Referring expression pointing data
++++

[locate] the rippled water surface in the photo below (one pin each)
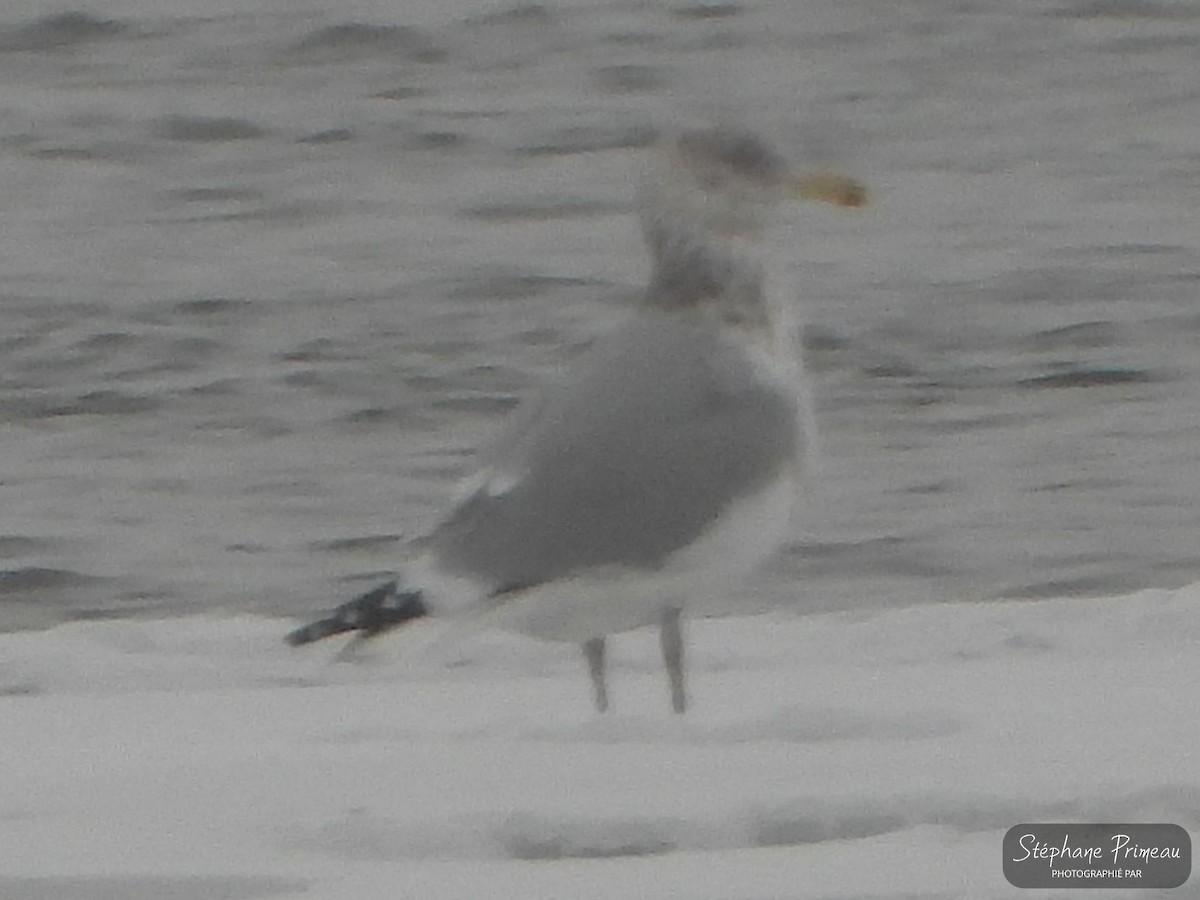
(270, 270)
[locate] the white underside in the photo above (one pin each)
(613, 599)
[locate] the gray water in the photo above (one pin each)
(270, 270)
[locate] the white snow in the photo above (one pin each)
(846, 755)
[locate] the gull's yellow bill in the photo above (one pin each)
(828, 187)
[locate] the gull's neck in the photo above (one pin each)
(719, 274)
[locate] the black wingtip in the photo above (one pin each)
(372, 613)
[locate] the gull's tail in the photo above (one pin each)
(370, 615)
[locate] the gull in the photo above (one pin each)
(666, 465)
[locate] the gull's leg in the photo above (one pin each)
(593, 649)
(671, 640)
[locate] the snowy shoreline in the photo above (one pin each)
(874, 754)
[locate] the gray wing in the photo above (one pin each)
(660, 429)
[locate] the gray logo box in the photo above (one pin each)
(1097, 856)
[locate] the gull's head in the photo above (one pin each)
(724, 183)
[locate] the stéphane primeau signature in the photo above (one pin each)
(1122, 850)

++++

■ HOW TO COMPLETE THIS TASK:
Produce an exact copy of each line from the one holding "[locate] the black" through the last line of the records, both included, and nothing more.

■ WRITTEN ANSWER:
[locate] the black wingtip in the photo above (one pin each)
(372, 613)
[locate] the gull's tail in the photo above (one pin each)
(370, 615)
[locate] the gull in the photo above (one pin each)
(666, 465)
[locate] the gull's leg in the photo above (one pin each)
(593, 649)
(671, 640)
[locate] the snowy shoreline in the photo above (one pin each)
(874, 754)
[locate] the gray wing in the photo above (one pin each)
(660, 429)
[locate] the gray logo box in the photo above (one pin each)
(1097, 856)
[locate] the gull's head in the photo above (one pin each)
(724, 183)
[locate] the stéphane primeau signature in the photo above (one pin each)
(1122, 850)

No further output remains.